→ Given problem a: Copy these rows word for word, starting at the line that contains "Please pick out the kitchen island" and ending at the last line of the rows.

→ Passage shown:
━━━━━━━━
Terry Ryan will be back next season as general manager of the Twins, he told 1500 ESPN in an interview Saturday.
On the heels of a third consecutive 90-loss season, there has been wide speculation over Ryan’s job security and that of manager Ron Gardenhire. A decision on Gardenhire is expected shortly after the season, according to team sources.
People with knowledge of the situation believe the Twins and Gardenhire have discussed one- or two-year contract possibilities. The manager is said to be wary of signing a one-year deal when it appears the Twins still could be multiple years away from contending in earnest. Sound familiar? Gardy would be a good choice for the M’s but he won’t be signing for one season, not unlike most decent experienced managers. Meanwhile, the NY Times had a story saying Gardenhire might be gone, although it includes what is the best possible recommendation I can think of; “I think he’s the best manager in the league,” Detroit Tigers Manager Jim Leyland said. “I’ve been on the record in saying that. And I still think that. He runs a great game, and he’s a great people person. I have the utmost respect for Ron, and I think he does a terrific job. When he’s got the cards, he plays them as good as anybody.” If the Twins get stupid it’s time for Z to fetch.
━━━━━━━━
→ Material for this task:
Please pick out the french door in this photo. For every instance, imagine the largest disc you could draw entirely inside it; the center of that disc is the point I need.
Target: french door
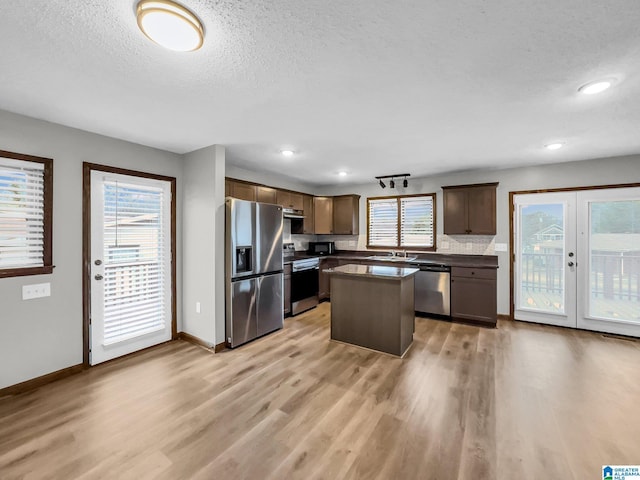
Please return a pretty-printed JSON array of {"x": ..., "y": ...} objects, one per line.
[
  {"x": 130, "y": 264},
  {"x": 577, "y": 259}
]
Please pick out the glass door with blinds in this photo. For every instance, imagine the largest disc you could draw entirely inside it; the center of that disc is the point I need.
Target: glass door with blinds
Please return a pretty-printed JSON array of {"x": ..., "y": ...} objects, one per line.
[
  {"x": 577, "y": 259},
  {"x": 130, "y": 264}
]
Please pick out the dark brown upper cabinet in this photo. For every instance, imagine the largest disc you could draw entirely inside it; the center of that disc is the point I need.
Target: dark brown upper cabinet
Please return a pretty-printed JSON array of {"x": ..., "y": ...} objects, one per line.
[
  {"x": 470, "y": 209},
  {"x": 243, "y": 191},
  {"x": 289, "y": 199},
  {"x": 346, "y": 215},
  {"x": 266, "y": 195},
  {"x": 323, "y": 215},
  {"x": 308, "y": 223}
]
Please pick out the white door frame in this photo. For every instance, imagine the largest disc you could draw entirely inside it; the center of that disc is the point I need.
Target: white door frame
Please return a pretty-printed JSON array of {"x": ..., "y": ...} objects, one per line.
[
  {"x": 86, "y": 253},
  {"x": 585, "y": 321},
  {"x": 583, "y": 194},
  {"x": 569, "y": 317}
]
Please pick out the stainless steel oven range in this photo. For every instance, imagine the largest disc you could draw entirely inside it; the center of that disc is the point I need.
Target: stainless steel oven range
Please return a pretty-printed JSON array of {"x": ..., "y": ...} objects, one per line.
[{"x": 304, "y": 284}]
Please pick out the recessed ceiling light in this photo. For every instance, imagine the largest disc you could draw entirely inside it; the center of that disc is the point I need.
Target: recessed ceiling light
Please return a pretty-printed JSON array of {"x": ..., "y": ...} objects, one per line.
[
  {"x": 170, "y": 25},
  {"x": 595, "y": 87},
  {"x": 554, "y": 146}
]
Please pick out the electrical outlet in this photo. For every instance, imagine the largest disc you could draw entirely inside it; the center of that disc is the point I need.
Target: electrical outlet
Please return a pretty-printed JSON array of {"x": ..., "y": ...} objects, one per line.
[{"x": 36, "y": 291}]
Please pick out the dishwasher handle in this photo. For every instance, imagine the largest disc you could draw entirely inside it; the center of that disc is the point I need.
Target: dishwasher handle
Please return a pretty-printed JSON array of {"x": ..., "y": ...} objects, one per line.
[{"x": 435, "y": 268}]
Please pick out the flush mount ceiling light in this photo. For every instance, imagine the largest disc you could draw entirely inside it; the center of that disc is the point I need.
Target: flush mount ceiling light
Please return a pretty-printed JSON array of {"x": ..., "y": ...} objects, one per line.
[
  {"x": 554, "y": 146},
  {"x": 392, "y": 183},
  {"x": 596, "y": 87},
  {"x": 170, "y": 25}
]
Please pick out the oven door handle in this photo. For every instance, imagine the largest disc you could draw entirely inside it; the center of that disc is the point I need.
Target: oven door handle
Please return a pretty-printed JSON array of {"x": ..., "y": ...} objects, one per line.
[{"x": 305, "y": 269}]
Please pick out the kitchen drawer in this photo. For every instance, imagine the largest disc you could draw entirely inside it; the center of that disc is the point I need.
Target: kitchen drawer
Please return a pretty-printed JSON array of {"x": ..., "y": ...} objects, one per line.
[{"x": 489, "y": 273}]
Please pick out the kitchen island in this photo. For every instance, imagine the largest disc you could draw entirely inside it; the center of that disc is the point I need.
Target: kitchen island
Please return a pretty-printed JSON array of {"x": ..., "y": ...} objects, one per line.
━━━━━━━━
→ Given problem b: In the piece about the Twins, write out the part starting at "Terry Ryan will" and ending at "to team sources.", swapping each "season" for "year".

→ Right answer a:
Please pick out the kitchen island in this photo. For every instance, imagine the largest disc you could draw entirely inside it; the center of that disc is the point I need.
Target: kitchen island
Please return a pretty-printed JSON array of {"x": ..., "y": ...} objects, one per line.

→ Right answer b:
Terry Ryan will be back next year as general manager of the Twins, he told 1500 ESPN in an interview Saturday.
On the heels of a third consecutive 90-loss year, there has been wide speculation over Ryan’s job security and that of manager Ron Gardenhire. A decision on Gardenhire is expected shortly after the year, according to team sources.